TASK REQUIREMENTS
The exercise asks for every line of the data to be reproduced exactly.

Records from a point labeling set

§

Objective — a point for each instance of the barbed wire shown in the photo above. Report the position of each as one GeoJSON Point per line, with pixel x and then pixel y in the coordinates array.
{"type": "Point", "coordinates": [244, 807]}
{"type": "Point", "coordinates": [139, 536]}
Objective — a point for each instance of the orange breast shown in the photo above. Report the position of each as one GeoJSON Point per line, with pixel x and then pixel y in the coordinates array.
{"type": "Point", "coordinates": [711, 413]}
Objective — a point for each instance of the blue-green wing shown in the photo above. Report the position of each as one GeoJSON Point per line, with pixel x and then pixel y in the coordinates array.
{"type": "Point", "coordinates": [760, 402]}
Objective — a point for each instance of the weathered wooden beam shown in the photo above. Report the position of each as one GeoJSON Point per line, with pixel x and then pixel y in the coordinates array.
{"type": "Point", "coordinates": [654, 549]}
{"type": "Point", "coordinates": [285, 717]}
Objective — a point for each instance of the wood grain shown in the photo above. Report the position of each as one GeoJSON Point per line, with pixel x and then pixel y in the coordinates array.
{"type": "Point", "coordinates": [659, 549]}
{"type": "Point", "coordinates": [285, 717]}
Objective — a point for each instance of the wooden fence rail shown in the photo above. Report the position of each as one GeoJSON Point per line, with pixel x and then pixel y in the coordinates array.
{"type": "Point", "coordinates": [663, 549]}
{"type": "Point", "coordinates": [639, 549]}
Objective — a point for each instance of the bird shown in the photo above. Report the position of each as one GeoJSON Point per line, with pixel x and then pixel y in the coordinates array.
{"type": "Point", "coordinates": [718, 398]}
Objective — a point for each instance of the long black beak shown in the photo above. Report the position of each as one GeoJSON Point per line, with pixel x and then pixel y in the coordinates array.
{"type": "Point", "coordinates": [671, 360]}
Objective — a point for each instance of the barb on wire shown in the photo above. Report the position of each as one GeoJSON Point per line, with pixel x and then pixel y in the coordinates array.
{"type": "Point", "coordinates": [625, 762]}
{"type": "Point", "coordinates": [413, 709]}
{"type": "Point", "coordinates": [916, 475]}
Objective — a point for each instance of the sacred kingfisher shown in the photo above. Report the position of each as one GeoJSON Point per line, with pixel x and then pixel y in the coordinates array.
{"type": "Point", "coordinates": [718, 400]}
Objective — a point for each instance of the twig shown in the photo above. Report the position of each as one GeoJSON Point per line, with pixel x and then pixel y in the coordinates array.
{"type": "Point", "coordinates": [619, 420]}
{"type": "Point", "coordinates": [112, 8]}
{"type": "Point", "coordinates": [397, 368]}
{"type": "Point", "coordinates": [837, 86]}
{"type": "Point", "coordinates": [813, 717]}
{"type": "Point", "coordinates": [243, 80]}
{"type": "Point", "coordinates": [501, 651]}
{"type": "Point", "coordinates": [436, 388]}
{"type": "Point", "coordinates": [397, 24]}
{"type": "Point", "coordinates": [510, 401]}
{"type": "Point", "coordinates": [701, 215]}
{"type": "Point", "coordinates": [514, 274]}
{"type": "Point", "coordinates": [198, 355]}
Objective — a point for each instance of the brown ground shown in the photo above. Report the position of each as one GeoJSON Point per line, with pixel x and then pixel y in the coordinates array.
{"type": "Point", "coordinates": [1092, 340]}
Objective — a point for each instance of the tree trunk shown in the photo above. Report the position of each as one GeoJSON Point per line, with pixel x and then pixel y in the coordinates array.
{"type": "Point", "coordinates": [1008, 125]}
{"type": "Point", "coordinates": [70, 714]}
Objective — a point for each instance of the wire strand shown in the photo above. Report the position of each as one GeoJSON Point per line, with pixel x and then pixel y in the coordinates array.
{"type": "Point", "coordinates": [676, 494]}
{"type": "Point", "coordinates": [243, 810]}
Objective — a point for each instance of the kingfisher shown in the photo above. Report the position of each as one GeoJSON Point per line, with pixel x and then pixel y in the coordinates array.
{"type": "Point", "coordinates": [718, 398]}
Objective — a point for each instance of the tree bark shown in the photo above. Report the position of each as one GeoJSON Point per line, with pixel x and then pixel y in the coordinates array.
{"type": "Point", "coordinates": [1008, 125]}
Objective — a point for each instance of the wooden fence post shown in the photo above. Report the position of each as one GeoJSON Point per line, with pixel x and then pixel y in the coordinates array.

§

RESPONSE FOR THIS EXERCISE
Objective — a point for each instance of the barbed wire shown in the photo above. Report the position of each as one GeoJSON Point per line, with pixel x and then pixel y in the coordinates array.
{"type": "Point", "coordinates": [244, 807]}
{"type": "Point", "coordinates": [139, 536]}
Objective — a point for each instance of the orange breast shown in the photo above. Report the position of each as one GeoJSON Point per line, with pixel x and then pixel y in the coordinates array.
{"type": "Point", "coordinates": [711, 413]}
Objective — a point for each instance of the blue-green wing shown in the photo above. Report the position of each as one GeoJSON Point per line, with pixel x and then pixel y in the coordinates array.
{"type": "Point", "coordinates": [760, 402]}
Objective — a point for each instance of the weathered wooden beam shown in the photo above. Report the position of each as one GeoJSON Point per line, with pixel x and then pixel y in the coordinates array.
{"type": "Point", "coordinates": [654, 549]}
{"type": "Point", "coordinates": [285, 717]}
Objective — a point for each instance of the wood grain shown in the photo above. Report the position of each as one GeoJSON Point per line, with pixel x and then pixel y in the coordinates array.
{"type": "Point", "coordinates": [659, 549]}
{"type": "Point", "coordinates": [285, 717]}
Objective — a point for each instance of the wooden fence rail shown in the photo above. Report the position of each as one GeoJSON Point per line, with pixel x and then pixel y in the coordinates array.
{"type": "Point", "coordinates": [663, 549]}
{"type": "Point", "coordinates": [639, 549]}
Objective — a point for each instance of the bird shown in the photo above. Report the position of each as one GeoJSON Point per line, with pixel x and then pixel y in the coordinates array.
{"type": "Point", "coordinates": [718, 398]}
Objective — a point for each instance of the long black beak shown in the photo above. Report the position of each as one GeoJSON Point per line, with pixel x and then pixel y in the coordinates array.
{"type": "Point", "coordinates": [671, 360]}
Objective — a point for each instance of the barb on wire shown in the photo above. Report the position of each as one GeoJSON Point per line, with pixel x and then pixel y in the coordinates array.
{"type": "Point", "coordinates": [625, 762]}
{"type": "Point", "coordinates": [413, 709]}
{"type": "Point", "coordinates": [916, 475]}
Objective — a point for each instance of the sacred kingfisher shown in the photo above. Report the position of each as one GeoJSON Point per line, with pixel x and then pixel y in the coordinates array.
{"type": "Point", "coordinates": [718, 400]}
Objective — a point for each instance of the twig shown in the photo above. Report the position of each as one GeoJSON Point per line, with pixel x and then pixel y in the coordinates array.
{"type": "Point", "coordinates": [619, 420]}
{"type": "Point", "coordinates": [112, 8]}
{"type": "Point", "coordinates": [397, 368]}
{"type": "Point", "coordinates": [837, 86]}
{"type": "Point", "coordinates": [813, 717]}
{"type": "Point", "coordinates": [243, 80]}
{"type": "Point", "coordinates": [501, 651]}
{"type": "Point", "coordinates": [436, 388]}
{"type": "Point", "coordinates": [397, 24]}
{"type": "Point", "coordinates": [510, 401]}
{"type": "Point", "coordinates": [701, 215]}
{"type": "Point", "coordinates": [514, 274]}
{"type": "Point", "coordinates": [198, 355]}
Objective — a point for each instance of the brown ground shown in the photo above. Report the position of each as one GeoJSON Point per line, with pixel x and then pixel y in the coordinates array.
{"type": "Point", "coordinates": [1092, 340]}
Objective — a point for each instance of the tree trunk shown in the photo above. Report the position of each as one GeoJSON Point per line, with pixel x and then pixel y in the coordinates array.
{"type": "Point", "coordinates": [1008, 125]}
{"type": "Point", "coordinates": [70, 714]}
Objective — a point for each instance of the wire strand shown in the photo above. Report the position of each as one GeoJSON Point per line, with pixel x and then pixel y in the coordinates array.
{"type": "Point", "coordinates": [676, 494]}
{"type": "Point", "coordinates": [243, 810]}
Objective — a point for each instance of the kingfisher shown in the photo above. Report the position of each as one GeoJSON Point per line, with pixel x and then pixel y in the coordinates array.
{"type": "Point", "coordinates": [718, 398]}
Objective — a point for each instance of the tree bark shown in the photo above. Report the position of each as one GeoJSON Point per line, with pixel x and then pixel y in the coordinates array.
{"type": "Point", "coordinates": [1008, 125]}
Objective — a point for each instance of the wooden fence post shown in the photo above. Report the position of each as one GeoJSON Point per line, with pixel x and then pixel y in the coordinates array.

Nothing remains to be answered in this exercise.